* **Exercise goal**
Copy each line of the records that holds the string "positive".

* **Source data**
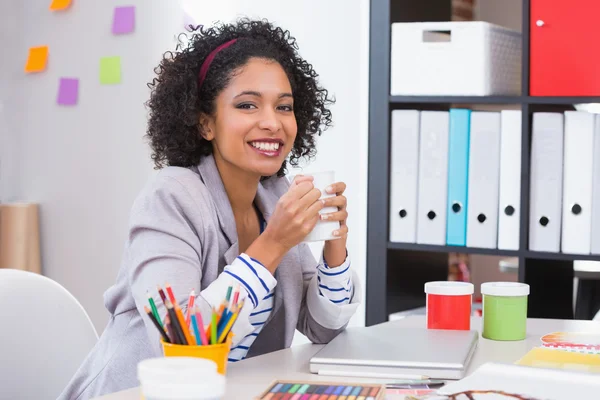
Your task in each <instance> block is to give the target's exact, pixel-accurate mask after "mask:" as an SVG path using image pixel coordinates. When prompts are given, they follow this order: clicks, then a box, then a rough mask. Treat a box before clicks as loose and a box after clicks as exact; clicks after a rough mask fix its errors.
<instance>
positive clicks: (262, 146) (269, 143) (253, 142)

==

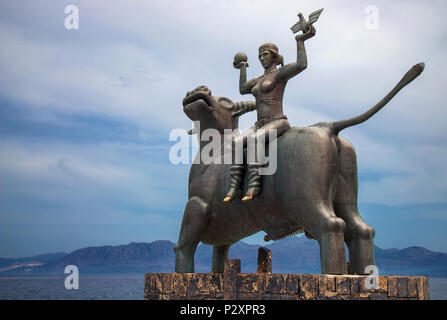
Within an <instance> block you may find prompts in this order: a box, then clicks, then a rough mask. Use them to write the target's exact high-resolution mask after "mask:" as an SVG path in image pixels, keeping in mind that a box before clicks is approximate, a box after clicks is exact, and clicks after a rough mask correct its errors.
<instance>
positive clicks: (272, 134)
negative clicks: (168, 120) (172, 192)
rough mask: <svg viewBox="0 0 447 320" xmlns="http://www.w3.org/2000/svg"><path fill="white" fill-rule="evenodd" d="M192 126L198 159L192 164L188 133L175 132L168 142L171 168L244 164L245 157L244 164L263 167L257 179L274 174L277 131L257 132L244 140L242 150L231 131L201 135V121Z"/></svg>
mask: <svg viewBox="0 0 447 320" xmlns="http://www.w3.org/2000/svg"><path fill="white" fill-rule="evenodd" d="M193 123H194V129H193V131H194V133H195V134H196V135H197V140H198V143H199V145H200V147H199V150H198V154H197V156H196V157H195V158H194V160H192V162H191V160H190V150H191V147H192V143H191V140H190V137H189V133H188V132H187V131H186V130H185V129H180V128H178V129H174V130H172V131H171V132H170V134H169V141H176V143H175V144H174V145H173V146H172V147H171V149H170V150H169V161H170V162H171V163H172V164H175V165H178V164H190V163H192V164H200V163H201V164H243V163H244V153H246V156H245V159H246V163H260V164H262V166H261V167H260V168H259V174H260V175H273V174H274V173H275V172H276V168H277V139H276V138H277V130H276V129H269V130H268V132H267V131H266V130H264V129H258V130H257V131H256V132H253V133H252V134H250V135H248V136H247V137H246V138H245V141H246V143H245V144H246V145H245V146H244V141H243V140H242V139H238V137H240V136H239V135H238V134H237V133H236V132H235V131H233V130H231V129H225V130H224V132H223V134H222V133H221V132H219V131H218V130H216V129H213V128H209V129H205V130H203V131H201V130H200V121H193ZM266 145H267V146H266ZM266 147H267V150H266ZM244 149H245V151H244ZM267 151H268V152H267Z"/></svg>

* **Exercise result**
positive clicks: (262, 146) (269, 143) (253, 142)
positive clicks: (272, 134)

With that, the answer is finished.